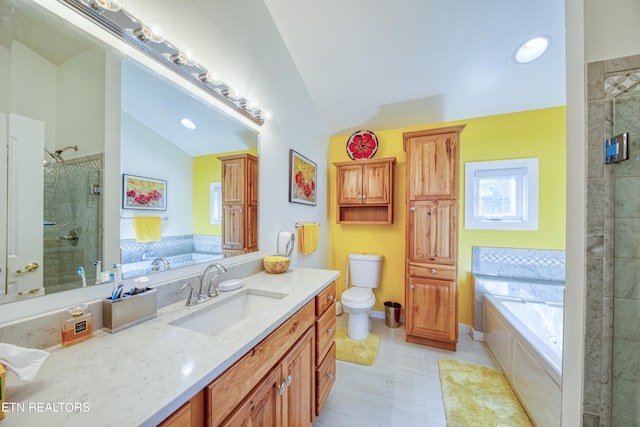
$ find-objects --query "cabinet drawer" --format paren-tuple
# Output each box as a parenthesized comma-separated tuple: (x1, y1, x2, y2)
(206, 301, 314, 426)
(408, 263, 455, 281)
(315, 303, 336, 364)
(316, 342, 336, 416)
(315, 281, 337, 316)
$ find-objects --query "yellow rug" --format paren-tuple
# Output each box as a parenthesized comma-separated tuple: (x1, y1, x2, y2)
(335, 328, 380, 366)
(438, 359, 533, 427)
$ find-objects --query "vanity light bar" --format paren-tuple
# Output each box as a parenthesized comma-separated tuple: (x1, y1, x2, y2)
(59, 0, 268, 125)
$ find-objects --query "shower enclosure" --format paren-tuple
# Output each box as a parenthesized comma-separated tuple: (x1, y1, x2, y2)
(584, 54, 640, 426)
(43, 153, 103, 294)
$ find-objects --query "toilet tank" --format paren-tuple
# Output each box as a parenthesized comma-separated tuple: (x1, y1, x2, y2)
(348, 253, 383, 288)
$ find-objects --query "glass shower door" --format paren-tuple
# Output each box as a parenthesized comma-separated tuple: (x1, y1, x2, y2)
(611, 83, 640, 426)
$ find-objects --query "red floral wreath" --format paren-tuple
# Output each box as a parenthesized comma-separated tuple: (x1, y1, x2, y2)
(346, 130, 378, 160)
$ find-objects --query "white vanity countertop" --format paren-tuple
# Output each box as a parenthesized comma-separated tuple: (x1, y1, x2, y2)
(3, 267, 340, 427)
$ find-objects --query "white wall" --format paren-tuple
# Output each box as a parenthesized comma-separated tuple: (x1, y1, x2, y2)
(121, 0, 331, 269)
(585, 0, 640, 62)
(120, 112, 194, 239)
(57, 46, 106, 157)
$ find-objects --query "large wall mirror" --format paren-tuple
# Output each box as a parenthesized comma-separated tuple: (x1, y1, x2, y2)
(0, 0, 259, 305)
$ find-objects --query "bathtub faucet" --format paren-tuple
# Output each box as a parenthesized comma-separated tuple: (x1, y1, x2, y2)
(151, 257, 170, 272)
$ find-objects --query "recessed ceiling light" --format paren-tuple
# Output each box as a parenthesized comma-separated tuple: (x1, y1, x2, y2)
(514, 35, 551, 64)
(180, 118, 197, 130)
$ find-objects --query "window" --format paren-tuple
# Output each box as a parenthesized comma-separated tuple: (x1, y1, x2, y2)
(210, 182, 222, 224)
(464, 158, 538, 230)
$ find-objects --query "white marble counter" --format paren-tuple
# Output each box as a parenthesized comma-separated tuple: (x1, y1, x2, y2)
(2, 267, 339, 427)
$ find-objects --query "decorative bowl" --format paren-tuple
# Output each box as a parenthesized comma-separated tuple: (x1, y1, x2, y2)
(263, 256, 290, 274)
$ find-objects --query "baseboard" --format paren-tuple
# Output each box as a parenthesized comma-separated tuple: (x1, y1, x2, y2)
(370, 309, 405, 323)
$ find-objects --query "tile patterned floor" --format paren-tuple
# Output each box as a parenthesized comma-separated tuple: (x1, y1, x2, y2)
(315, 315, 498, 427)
══════════════════════════════
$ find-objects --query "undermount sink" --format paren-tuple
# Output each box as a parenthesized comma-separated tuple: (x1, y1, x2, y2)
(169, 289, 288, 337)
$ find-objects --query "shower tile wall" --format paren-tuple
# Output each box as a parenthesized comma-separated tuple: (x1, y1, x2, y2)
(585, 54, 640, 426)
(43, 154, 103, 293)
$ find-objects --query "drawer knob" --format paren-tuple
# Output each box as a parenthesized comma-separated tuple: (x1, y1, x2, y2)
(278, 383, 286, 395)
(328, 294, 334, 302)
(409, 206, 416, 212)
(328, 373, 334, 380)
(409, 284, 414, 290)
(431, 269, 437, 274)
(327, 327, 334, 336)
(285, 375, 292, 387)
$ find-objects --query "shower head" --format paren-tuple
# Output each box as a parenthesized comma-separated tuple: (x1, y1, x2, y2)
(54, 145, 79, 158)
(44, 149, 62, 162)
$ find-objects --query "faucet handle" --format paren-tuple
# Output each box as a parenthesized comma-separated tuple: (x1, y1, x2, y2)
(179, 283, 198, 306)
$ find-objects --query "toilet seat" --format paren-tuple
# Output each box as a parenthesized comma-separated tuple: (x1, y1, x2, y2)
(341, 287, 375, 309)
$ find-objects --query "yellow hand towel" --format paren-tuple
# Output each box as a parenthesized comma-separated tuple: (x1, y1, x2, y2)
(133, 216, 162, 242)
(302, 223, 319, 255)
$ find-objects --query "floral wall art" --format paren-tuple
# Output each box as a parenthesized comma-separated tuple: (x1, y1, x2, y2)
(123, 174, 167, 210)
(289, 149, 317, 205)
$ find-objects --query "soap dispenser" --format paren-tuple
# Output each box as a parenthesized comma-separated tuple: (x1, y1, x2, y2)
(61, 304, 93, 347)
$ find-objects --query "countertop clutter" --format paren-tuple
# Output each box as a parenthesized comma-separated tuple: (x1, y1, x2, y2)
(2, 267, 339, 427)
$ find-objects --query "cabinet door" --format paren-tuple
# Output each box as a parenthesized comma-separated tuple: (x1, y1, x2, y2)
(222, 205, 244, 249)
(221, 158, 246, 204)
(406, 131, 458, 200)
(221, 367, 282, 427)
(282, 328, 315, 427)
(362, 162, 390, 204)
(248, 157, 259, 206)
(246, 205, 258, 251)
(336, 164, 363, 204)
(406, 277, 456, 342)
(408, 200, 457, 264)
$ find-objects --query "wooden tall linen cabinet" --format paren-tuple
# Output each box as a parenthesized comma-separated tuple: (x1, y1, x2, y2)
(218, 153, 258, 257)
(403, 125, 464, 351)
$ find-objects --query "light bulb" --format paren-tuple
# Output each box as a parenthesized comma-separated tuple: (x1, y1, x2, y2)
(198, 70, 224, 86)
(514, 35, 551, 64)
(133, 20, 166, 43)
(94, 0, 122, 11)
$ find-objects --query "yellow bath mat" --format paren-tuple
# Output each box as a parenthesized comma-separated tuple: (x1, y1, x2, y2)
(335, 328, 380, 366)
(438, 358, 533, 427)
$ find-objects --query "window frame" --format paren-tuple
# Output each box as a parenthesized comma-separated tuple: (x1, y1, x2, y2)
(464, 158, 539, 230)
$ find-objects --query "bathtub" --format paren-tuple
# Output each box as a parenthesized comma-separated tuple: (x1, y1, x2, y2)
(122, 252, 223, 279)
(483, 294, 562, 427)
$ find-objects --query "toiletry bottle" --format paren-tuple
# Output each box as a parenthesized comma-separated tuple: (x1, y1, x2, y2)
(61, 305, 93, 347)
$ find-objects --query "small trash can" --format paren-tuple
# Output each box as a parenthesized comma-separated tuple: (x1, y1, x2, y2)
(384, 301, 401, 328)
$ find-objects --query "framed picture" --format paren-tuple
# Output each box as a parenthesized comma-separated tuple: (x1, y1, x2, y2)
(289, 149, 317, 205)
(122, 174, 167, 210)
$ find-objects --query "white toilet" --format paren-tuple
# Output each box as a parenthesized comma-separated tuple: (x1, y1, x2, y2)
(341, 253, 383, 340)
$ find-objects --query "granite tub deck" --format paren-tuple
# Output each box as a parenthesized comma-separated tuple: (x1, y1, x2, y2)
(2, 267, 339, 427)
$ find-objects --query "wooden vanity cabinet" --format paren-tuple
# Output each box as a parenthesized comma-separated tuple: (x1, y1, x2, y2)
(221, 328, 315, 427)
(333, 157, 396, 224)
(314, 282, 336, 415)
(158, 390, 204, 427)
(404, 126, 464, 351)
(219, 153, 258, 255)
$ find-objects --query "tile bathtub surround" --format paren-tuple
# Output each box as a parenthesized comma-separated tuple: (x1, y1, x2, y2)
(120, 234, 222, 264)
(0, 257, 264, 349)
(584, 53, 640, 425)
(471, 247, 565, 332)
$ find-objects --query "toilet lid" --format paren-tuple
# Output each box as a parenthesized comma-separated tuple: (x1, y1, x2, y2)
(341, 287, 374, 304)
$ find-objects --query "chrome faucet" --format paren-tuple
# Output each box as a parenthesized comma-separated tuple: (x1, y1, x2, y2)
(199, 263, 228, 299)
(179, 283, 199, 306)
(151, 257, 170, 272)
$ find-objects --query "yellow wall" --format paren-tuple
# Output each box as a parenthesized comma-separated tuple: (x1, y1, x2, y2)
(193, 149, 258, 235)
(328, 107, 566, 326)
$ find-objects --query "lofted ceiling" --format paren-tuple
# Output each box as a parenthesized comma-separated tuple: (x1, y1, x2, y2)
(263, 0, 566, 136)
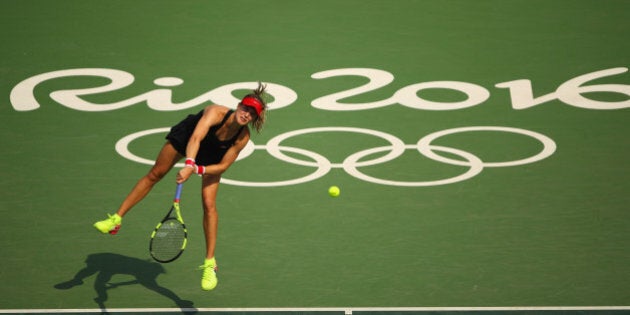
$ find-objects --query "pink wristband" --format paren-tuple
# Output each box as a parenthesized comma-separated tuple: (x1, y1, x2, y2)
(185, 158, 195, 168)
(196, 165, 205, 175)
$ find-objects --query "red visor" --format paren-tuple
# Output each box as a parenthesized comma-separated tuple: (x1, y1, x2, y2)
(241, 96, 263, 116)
══════════════════════════════
### WORK REQUEST
Where the word "wall" shows up in a line of the listing, return that line.

### EXERCISE RESPONSE
$ find-objects --query "white wall" --format paren-tuple
$ find-objects --query "large wall mirror" --format paren-tuple
$ find-objects --query "shower tile wall" --format paren-tuple
$ find-objects --query "floral wall art" --format paren-tuple
$ find-objects --query "yellow wall" --format paren-tuple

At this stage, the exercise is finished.